- _What is being asked_: At the line with "positive clicks: (611, 167)", start repeating the data, and continue line by line through the final line, exactly.

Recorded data

# # # # #

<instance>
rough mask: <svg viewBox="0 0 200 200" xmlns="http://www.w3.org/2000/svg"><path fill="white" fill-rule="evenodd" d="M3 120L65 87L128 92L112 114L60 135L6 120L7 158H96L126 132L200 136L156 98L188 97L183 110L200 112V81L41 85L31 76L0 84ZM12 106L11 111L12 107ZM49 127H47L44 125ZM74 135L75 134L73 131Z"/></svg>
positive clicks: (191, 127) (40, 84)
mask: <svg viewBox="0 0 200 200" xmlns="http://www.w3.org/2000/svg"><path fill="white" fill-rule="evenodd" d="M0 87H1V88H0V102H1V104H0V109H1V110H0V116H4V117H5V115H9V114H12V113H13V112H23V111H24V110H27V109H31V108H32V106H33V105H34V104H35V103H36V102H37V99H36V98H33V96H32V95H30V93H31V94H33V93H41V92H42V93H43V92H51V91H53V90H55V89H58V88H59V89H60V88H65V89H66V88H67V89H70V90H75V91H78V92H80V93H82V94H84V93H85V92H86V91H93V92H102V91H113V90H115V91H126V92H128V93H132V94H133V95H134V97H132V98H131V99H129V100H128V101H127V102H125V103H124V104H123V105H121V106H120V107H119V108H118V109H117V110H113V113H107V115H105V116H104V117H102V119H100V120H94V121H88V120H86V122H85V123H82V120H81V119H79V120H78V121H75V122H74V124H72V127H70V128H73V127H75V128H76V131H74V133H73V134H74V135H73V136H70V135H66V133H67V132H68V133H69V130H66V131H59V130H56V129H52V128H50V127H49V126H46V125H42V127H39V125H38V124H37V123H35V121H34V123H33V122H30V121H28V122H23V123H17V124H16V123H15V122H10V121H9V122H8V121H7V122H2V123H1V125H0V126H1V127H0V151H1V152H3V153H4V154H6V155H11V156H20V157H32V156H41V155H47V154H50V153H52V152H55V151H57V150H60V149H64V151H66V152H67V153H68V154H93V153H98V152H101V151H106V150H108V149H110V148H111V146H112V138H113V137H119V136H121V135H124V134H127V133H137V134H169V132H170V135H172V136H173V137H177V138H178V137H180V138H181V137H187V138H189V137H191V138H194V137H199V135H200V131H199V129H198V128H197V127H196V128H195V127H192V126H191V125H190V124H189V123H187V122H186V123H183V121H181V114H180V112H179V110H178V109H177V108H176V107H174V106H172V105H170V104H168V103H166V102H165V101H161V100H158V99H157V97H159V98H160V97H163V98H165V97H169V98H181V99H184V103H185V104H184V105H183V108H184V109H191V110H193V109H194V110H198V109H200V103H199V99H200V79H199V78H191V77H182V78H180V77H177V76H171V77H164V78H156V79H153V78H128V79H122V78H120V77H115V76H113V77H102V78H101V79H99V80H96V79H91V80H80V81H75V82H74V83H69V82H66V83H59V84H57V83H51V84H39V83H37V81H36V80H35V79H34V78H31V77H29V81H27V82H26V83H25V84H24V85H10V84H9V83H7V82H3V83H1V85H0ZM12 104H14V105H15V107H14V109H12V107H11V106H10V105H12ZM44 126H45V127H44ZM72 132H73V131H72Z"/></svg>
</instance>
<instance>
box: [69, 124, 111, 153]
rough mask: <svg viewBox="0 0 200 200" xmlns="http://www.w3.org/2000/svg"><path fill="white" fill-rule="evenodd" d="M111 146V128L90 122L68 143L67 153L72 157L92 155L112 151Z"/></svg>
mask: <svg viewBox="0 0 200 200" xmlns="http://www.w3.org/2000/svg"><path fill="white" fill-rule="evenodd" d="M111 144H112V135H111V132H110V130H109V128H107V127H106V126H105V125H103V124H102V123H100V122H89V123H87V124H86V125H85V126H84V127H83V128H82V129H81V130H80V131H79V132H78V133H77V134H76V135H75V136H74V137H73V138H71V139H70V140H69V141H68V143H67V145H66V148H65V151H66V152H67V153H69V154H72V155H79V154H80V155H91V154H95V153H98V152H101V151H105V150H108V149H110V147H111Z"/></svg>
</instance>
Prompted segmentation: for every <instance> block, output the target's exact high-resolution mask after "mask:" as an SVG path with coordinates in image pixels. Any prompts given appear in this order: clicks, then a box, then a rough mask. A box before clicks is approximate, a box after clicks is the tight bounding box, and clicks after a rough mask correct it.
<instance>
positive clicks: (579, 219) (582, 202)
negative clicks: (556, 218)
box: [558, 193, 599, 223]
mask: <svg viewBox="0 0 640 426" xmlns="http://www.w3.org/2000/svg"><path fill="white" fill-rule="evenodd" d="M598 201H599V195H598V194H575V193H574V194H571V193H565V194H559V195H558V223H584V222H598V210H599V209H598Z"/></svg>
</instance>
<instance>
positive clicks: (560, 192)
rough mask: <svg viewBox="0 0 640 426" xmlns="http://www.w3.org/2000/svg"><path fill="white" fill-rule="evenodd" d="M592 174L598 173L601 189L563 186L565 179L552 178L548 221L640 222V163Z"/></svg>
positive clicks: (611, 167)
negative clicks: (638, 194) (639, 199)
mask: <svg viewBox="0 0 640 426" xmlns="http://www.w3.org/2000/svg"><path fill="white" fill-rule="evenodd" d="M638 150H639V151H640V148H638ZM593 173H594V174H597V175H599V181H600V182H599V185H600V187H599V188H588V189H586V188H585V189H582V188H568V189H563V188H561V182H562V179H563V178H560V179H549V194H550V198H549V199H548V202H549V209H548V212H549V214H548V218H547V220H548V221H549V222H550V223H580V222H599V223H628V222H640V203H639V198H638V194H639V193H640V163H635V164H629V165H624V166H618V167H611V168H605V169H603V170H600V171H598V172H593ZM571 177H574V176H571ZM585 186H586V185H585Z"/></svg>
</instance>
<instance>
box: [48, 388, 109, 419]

# # # # #

- _Output for this task_:
positive clicks: (611, 167)
negative clicks: (638, 194) (639, 199)
mask: <svg viewBox="0 0 640 426" xmlns="http://www.w3.org/2000/svg"><path fill="white" fill-rule="evenodd" d="M638 150H639V151H640V148H638ZM593 173H594V174H597V175H599V181H600V182H599V185H600V187H599V188H588V189H586V188H585V189H582V188H568V189H563V188H561V182H562V179H563V178H560V179H549V194H550V198H549V199H548V202H549V209H548V212H549V214H548V218H547V220H548V221H549V222H550V223H580V222H599V223H628V222H640V203H639V198H638V194H639V193H640V163H635V164H629V165H624V166H618V167H611V168H605V169H603V170H600V171H598V172H593ZM571 177H574V176H571ZM585 186H586V185H585Z"/></svg>
</instance>
<instance>
box: [48, 388, 109, 419]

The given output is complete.